Instructions for the task –
Please answer these questions using the news article below about the Choctaw bass:
(a) From which river was the bass specimen with the new DNA profile taken, and in what year?
(b) What does the Choctaw word "Haiaka" mean?
(c) To which species is the Choctaw bass physically very similar?

TALLAHASSEE, Florida (AP) - Florida wildlife officials say they've discovered a new species of fish in the southeastern U.S.

Florida Fish and Wildlife Conservation Commission scientists say the fish they have found is a new species of black bass. They've proposed naming it the Choctaw bass, with the scientific name of Micropterus haiaka.

The discovery was revealed at a meeting of the Southern Division of the American Fisheries Society earlier this year.

The wildlife commission says scientists first noticed a new DNA profile while testing a bass specimen from the Chipola River in 2007 as part of a broader genetic study of bass.

"We didn't set out to find a new species. It found us," said Mike Tringali, head of the genetics laboratory at the wildlife commission's Fish and Wildlife Research Institute.

The new species later was found in coastal river systems in Alabama and the western Florida Panhandle.

The new fish's name was chosen because its range overlaps the historic range of the Native American Choctaw, Tringali said.

"Haiaka" is a Choctaw word meaning "revealed" or "manifest," he said.

The American Fisheries Society still must approve the proposed scientific name.

Scientists say the Choctaw bass is physically very similar to the spotted bass, and that's why no one had previously distinguished the two different species, in spite of decades of bass research.

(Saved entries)
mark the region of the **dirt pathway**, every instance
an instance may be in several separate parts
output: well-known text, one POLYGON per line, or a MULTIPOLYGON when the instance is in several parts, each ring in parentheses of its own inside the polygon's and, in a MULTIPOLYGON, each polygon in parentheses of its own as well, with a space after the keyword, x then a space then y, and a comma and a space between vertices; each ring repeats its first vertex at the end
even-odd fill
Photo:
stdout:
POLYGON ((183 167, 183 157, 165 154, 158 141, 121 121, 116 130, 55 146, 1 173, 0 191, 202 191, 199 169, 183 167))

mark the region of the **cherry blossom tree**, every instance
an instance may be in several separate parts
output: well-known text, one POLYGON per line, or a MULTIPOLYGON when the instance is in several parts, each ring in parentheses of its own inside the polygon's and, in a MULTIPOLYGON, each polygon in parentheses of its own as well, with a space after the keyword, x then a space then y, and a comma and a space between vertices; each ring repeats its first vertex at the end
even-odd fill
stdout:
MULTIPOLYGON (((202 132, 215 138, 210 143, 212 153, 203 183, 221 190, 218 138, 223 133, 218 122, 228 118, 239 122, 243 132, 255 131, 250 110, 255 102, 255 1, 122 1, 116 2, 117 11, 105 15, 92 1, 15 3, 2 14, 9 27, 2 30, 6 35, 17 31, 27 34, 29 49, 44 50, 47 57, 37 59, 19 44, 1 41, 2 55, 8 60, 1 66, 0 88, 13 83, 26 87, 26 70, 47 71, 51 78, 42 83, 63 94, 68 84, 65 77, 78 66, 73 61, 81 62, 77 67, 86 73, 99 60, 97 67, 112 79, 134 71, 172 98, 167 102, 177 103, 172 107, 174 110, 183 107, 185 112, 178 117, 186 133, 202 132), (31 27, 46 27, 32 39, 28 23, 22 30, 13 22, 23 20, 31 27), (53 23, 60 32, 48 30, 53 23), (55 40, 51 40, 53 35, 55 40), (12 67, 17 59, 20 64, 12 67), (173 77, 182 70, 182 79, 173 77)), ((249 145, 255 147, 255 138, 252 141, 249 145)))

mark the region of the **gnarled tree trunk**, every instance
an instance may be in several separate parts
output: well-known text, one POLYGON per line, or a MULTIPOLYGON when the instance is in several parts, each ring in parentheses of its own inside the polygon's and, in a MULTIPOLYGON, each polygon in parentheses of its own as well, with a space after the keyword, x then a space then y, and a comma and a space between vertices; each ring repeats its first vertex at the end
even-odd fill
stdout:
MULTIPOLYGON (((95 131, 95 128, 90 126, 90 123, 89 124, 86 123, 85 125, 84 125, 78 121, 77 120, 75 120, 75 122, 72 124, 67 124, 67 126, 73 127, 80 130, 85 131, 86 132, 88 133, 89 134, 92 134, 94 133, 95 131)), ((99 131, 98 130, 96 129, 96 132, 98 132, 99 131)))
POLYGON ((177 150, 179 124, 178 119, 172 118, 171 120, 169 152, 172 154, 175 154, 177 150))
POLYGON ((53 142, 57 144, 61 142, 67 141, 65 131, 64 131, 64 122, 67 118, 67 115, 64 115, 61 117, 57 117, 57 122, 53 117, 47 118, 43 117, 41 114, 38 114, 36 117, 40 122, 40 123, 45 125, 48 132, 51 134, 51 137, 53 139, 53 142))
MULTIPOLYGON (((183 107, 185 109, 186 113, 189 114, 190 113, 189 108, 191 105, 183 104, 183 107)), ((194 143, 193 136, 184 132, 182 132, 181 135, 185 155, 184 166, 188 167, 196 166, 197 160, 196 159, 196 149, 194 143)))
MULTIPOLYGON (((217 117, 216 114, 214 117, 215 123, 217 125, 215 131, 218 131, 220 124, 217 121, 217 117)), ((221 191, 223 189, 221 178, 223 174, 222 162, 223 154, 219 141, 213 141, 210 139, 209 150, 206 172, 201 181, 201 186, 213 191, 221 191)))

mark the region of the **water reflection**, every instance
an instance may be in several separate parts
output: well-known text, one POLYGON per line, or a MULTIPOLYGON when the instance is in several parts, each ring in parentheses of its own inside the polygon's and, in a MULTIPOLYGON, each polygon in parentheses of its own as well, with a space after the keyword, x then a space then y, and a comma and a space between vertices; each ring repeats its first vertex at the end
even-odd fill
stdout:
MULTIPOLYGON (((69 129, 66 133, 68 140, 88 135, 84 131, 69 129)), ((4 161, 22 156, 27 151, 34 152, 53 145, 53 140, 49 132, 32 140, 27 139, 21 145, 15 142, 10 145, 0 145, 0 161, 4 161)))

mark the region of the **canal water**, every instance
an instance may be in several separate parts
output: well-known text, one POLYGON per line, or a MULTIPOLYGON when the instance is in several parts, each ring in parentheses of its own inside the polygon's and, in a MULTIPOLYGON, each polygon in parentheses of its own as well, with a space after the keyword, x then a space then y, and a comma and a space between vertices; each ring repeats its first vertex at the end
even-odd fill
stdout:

Solution to the problem –
(a) The Chipola River, in 2007.
(b) "Revealed" or "manifest."
(c) The spotted bass.